* Begin Supplied information *

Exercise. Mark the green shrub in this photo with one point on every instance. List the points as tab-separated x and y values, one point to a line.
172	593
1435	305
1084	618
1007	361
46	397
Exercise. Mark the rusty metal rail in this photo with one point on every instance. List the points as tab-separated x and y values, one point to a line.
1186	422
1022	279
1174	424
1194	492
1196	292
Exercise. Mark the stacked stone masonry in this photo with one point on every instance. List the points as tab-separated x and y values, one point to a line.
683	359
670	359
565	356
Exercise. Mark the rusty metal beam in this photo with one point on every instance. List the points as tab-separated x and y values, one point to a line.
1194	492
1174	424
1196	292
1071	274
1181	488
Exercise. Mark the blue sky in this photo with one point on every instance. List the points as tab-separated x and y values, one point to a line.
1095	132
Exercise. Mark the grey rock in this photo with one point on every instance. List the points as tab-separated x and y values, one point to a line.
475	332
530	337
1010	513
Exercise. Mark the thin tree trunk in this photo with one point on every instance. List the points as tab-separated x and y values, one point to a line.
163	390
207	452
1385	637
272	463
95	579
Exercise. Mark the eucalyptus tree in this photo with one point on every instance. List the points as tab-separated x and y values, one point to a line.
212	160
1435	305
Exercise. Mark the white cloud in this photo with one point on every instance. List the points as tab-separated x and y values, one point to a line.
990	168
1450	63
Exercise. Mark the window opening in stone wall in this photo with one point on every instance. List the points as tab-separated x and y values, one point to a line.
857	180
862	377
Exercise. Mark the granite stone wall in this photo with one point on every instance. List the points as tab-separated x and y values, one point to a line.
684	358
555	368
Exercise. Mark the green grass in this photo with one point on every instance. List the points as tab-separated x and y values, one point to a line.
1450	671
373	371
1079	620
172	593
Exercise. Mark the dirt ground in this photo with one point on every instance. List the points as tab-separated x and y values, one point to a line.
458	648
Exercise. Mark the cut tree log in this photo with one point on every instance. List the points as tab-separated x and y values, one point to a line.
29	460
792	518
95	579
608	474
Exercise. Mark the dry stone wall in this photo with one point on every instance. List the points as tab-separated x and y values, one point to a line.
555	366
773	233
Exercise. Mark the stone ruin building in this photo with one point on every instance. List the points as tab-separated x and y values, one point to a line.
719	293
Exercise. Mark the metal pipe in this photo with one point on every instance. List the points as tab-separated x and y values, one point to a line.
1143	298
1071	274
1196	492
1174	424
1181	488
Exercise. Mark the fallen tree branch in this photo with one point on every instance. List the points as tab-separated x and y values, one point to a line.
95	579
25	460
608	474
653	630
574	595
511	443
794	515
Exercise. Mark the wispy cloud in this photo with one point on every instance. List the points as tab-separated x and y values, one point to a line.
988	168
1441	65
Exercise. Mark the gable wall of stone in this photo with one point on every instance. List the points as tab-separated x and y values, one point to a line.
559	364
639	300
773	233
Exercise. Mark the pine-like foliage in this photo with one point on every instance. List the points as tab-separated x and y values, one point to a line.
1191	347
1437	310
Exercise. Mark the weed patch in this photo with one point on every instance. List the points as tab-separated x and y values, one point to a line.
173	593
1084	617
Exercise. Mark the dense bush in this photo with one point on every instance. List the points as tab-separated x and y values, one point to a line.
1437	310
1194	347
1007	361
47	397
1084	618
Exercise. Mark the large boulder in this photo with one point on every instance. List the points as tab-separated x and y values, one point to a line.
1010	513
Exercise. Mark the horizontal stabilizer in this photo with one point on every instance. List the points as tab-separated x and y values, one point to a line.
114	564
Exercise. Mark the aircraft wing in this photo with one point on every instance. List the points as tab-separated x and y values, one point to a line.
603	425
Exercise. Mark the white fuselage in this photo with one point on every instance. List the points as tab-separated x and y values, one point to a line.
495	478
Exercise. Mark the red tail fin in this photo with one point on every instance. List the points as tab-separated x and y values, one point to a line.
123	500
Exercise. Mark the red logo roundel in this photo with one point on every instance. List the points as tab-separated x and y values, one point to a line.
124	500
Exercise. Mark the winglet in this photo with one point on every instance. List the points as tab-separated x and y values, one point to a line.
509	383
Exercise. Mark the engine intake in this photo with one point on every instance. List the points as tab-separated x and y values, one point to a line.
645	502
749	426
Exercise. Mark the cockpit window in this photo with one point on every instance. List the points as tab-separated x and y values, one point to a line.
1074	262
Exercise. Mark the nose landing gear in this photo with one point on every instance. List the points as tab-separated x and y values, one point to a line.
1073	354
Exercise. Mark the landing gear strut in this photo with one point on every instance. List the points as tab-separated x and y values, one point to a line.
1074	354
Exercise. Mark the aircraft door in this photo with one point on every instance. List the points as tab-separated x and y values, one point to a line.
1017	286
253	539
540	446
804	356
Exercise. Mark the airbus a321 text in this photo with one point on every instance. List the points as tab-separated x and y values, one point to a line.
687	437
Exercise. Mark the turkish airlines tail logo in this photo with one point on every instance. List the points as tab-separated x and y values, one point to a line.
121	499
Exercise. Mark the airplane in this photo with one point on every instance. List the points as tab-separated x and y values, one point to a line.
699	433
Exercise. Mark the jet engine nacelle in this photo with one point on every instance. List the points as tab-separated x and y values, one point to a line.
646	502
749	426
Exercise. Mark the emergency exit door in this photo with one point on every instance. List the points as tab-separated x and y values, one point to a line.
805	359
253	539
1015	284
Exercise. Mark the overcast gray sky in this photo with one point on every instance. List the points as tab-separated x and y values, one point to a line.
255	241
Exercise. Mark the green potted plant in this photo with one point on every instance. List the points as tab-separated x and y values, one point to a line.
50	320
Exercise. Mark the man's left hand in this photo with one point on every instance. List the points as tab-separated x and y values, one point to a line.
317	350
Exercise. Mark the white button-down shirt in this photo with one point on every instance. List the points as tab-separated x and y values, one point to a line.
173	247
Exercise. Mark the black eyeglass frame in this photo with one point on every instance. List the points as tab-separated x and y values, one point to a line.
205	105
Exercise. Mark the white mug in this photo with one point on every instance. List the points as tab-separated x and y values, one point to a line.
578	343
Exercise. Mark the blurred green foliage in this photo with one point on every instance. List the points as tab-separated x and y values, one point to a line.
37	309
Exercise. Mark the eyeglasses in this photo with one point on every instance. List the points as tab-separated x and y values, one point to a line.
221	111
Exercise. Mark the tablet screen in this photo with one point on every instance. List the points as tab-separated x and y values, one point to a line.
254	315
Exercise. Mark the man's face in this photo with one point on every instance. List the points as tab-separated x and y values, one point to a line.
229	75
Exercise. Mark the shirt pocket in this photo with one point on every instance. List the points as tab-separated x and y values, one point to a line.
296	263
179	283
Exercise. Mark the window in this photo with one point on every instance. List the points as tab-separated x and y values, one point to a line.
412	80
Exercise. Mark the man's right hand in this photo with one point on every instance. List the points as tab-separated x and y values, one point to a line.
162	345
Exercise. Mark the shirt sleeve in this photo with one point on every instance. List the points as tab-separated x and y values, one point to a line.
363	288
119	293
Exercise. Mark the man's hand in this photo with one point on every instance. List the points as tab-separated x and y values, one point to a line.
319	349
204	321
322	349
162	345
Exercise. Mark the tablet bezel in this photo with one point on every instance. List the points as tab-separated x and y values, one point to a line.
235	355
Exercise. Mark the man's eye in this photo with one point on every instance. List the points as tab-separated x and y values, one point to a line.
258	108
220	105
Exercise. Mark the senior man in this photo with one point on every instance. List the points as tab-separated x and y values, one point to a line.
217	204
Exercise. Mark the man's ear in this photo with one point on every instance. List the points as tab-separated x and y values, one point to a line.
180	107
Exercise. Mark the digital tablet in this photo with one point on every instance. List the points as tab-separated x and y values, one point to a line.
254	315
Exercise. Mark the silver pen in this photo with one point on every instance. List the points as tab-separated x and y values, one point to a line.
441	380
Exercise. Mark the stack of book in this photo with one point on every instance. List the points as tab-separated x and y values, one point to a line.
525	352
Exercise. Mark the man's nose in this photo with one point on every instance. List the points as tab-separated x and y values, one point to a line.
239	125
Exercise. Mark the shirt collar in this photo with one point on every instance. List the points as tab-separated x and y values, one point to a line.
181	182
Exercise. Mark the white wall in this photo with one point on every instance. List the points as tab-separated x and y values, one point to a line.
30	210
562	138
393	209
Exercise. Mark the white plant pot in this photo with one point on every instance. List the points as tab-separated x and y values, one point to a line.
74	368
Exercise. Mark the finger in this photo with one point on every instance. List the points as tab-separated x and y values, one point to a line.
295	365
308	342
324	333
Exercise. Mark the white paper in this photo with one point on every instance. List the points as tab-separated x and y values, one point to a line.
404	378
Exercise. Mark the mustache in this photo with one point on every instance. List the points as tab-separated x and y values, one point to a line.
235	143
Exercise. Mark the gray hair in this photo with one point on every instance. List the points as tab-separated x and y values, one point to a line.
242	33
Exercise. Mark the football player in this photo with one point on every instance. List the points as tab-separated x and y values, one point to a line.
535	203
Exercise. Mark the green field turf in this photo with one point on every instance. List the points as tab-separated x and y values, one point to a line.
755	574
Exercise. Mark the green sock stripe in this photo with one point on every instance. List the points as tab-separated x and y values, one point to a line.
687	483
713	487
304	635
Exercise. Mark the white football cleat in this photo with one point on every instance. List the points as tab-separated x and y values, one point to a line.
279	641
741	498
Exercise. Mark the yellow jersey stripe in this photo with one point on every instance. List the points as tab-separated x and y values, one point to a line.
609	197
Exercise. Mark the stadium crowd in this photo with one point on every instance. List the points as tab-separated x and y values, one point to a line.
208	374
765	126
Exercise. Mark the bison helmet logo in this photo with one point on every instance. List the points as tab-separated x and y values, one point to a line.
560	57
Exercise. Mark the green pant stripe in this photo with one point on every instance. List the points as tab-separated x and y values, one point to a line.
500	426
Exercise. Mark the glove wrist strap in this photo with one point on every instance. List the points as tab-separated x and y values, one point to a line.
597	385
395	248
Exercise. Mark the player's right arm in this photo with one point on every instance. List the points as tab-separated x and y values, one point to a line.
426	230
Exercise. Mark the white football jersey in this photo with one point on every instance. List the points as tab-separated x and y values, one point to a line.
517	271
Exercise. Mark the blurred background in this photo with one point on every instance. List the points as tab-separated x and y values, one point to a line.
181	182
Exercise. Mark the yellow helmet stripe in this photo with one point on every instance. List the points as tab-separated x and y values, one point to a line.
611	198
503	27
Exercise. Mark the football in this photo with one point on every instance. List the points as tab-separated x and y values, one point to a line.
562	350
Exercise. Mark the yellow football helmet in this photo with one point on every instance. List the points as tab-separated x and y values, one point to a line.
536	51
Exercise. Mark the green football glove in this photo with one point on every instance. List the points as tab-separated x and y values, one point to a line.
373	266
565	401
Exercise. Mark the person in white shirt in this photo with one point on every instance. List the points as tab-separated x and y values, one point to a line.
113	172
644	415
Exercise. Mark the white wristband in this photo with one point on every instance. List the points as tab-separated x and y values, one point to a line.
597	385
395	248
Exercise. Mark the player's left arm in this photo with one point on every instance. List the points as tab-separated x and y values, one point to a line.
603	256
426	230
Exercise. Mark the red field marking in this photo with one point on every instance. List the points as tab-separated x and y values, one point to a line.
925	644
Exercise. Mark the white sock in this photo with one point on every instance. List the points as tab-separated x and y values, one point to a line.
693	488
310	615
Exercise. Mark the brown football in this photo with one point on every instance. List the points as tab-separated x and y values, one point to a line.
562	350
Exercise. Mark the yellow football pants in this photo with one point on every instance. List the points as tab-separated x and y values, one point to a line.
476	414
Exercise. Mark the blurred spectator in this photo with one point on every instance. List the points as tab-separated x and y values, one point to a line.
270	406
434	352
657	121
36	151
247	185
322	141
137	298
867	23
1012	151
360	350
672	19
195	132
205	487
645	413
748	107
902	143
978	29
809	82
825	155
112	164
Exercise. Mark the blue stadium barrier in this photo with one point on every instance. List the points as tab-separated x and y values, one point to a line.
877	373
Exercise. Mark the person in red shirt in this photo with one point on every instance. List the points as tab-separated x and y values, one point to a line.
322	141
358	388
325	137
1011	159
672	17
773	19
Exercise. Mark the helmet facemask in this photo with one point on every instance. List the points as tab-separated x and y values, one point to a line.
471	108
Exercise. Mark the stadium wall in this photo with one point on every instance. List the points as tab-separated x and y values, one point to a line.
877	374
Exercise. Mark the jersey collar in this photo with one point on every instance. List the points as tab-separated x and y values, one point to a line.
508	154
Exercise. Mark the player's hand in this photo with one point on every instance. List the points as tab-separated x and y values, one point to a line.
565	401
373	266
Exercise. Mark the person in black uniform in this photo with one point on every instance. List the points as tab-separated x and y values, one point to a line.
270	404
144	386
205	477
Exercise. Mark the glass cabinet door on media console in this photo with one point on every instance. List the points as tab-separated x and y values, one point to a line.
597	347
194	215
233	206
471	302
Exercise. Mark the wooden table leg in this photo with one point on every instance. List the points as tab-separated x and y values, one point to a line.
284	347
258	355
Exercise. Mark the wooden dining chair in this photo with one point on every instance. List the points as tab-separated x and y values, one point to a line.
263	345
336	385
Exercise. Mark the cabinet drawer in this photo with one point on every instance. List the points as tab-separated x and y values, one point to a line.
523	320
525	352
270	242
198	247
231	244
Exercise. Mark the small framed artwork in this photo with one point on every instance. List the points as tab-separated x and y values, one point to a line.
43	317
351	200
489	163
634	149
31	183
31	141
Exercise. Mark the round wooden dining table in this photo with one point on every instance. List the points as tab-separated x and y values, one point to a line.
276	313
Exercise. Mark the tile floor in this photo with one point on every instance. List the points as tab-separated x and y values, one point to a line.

* End Supplied information *

__The task__:
Print from the line containing "Exercise. Mark the cabinet" to the last line above, exactly as written.

__Task answer__:
Exercise. Mark the cabinet drawer in this photo with one point on every instance. List the points as tab-separated x and y values, one point to a line.
523	320
525	352
270	242
198	247
231	244
Exercise. Mark the small framed artwork in this photo with one point on every instance. List the points as tab-separated x and y values, one point to a line.
43	317
351	200
489	163
634	149
31	183
31	141
Exercise. Mark the round wooden dining table in this photo with one point on every instance. List the points as tab-separated x and y values, one point to a line.
276	313
Exercise. Mark the tile floor in this photo with one point on every instance. List the points as tab-separated x and y values, one point to a line.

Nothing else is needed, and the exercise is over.